Start

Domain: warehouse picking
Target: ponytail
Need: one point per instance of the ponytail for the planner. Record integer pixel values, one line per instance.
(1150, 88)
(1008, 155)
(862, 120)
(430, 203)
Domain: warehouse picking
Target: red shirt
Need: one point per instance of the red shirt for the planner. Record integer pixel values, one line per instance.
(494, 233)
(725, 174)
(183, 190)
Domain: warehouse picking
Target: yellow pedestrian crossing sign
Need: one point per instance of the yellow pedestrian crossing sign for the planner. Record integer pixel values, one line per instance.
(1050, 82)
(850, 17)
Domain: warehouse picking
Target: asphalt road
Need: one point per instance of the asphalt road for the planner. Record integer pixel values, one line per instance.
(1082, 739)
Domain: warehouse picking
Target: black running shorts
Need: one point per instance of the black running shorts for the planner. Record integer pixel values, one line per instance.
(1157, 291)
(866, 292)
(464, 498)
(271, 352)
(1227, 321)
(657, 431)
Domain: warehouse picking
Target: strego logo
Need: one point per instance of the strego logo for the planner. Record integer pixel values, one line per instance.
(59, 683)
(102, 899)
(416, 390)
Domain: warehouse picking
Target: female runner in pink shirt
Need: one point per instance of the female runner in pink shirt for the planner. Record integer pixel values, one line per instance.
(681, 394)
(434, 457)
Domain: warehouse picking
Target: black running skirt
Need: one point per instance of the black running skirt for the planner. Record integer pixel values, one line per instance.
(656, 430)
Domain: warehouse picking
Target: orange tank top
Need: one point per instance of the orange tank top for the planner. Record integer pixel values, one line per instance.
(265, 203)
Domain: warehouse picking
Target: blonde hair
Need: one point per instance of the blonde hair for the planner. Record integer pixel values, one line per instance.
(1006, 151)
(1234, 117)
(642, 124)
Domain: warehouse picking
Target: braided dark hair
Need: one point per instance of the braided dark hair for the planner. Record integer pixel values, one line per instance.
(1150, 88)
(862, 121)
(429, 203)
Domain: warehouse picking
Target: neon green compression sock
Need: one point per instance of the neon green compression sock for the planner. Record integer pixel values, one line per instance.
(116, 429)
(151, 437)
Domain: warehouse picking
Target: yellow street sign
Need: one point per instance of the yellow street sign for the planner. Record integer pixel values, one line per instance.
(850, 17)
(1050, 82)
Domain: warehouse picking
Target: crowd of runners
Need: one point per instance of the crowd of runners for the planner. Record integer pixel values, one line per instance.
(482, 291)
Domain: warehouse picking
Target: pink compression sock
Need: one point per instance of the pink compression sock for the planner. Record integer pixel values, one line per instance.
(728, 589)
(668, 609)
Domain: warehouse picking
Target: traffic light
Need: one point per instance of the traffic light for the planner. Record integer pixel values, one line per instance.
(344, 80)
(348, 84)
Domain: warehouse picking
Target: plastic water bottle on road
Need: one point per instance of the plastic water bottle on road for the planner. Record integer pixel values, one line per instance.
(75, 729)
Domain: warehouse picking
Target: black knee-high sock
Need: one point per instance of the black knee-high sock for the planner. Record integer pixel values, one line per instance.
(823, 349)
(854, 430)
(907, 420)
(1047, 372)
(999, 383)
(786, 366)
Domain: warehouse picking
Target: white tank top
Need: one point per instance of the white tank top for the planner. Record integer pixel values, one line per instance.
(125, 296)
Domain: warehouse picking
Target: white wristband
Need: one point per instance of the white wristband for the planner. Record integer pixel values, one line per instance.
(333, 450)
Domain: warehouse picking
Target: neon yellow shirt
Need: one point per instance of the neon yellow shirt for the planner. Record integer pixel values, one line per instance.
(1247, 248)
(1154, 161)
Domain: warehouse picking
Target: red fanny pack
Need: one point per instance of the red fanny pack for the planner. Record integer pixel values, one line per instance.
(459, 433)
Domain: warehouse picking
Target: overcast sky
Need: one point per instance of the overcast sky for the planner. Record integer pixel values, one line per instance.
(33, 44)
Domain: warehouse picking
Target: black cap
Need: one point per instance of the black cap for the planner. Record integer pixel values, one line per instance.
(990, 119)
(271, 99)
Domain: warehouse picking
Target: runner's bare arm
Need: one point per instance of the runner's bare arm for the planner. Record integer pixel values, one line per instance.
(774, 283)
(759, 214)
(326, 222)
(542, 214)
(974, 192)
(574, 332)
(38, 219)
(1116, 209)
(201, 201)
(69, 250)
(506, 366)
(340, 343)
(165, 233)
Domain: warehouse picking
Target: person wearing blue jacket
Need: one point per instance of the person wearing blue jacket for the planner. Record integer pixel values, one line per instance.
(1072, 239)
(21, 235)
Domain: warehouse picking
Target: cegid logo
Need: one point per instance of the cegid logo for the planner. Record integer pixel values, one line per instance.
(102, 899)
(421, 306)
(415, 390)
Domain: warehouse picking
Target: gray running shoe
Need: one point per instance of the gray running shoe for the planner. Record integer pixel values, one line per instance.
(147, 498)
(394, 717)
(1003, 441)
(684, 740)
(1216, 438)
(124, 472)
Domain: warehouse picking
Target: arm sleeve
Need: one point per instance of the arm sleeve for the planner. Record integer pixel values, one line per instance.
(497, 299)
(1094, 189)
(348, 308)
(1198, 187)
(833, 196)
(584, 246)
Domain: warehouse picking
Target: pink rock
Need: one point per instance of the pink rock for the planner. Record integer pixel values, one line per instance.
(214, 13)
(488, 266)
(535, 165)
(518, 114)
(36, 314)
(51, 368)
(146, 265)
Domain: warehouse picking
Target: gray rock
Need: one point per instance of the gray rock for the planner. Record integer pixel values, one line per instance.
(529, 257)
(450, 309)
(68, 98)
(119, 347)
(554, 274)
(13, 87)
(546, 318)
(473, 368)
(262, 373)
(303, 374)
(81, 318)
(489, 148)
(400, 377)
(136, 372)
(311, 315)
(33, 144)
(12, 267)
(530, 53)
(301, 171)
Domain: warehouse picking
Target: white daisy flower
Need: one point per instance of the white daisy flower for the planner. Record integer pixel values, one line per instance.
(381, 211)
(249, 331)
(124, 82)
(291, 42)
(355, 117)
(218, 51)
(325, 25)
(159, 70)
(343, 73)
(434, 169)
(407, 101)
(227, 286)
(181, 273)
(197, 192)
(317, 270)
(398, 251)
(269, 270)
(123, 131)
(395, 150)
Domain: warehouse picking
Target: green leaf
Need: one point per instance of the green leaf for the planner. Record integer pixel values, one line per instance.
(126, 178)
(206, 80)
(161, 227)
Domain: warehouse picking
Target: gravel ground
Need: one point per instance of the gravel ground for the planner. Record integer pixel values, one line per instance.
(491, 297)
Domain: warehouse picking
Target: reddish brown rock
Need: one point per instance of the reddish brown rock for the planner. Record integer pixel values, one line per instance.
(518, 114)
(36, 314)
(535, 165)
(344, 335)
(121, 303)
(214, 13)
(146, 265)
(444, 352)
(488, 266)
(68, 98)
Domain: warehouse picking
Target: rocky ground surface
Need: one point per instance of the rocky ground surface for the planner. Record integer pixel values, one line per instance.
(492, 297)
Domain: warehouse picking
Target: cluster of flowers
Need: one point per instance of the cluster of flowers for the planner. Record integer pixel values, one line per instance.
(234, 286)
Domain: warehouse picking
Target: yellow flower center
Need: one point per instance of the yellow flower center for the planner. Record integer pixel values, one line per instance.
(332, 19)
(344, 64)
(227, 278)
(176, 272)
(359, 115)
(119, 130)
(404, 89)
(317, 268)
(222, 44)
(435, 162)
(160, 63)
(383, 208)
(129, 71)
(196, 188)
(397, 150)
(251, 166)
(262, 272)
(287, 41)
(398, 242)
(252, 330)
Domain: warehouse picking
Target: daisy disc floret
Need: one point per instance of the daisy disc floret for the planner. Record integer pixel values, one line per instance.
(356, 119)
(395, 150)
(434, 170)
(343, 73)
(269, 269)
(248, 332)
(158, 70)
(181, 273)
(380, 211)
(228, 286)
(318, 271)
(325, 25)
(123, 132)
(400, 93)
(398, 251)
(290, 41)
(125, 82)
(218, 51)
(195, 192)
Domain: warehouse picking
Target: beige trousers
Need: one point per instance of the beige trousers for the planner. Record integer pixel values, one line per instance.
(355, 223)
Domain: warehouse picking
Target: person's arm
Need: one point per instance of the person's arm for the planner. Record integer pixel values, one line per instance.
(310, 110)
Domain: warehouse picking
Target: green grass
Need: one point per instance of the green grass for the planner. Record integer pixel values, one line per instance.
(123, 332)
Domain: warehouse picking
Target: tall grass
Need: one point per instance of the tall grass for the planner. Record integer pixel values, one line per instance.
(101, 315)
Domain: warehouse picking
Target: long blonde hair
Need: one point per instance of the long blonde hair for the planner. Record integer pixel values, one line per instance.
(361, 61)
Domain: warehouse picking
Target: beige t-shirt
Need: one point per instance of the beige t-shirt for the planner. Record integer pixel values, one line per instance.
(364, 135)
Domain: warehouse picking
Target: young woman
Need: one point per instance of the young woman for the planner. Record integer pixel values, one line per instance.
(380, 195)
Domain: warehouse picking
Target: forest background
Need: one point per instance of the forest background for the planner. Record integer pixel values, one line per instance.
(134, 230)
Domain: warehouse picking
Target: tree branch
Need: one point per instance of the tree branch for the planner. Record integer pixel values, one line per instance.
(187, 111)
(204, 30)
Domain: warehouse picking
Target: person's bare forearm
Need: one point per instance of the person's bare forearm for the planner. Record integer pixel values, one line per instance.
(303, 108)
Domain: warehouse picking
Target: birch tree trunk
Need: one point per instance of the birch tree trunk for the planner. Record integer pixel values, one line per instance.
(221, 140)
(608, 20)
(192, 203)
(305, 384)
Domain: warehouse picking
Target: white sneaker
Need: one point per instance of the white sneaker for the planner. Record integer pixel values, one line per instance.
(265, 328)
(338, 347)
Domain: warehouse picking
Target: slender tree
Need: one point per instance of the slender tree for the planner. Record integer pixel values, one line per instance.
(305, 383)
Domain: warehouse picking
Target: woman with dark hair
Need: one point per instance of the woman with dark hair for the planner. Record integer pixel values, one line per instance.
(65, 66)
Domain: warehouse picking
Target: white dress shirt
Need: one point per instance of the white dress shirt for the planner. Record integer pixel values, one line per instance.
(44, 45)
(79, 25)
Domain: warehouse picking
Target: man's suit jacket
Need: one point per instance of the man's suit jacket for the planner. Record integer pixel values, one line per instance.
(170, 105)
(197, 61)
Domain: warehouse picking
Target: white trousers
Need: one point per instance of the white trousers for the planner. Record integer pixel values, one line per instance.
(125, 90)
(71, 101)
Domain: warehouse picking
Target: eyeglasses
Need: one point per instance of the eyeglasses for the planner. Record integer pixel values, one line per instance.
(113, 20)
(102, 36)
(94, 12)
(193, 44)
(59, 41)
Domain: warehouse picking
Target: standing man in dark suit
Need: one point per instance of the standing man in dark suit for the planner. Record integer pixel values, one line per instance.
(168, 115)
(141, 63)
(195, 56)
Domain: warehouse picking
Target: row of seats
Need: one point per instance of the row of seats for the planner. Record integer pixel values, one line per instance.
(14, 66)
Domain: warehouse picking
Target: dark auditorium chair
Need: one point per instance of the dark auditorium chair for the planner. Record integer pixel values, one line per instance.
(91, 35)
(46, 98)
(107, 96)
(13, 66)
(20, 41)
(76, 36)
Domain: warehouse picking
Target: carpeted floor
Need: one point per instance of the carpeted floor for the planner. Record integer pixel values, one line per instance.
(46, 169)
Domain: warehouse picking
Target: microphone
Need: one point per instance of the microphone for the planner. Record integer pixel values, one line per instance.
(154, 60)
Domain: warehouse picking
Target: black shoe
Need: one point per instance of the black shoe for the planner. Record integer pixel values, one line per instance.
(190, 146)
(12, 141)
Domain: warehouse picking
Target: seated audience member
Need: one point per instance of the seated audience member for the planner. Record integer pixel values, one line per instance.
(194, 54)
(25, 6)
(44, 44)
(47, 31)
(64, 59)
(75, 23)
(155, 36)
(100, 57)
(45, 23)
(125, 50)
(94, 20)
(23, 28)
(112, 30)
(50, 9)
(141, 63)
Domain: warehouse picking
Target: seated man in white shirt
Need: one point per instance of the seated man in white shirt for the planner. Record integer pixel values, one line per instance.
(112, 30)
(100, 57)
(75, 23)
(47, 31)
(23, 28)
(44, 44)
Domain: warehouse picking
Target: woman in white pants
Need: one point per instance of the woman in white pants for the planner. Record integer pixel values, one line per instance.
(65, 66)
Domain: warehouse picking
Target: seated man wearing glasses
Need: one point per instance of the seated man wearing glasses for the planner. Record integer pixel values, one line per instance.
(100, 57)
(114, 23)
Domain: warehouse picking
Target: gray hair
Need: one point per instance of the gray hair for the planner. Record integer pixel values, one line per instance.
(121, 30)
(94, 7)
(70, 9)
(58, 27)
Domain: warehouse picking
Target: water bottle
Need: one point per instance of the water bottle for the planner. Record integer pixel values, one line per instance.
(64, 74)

End

▸ REQUEST:
Find each line in the rows above that contains the word "running" and copy it out in full.

▸ RESULT FOR THIS TASK:
Target: black running shorts
Need: one point per instance of the black running shorts for the planner. Record integer pixel values, one line per instance.
Target: black running skirt
Need: one point per instance of the black running skirt for the planner. Record integer pixel values, one line per instance.
Target: gray running shoe
Need: one point per instance of the gray running shoe for the planner. Record integer pixel values, one line per instance.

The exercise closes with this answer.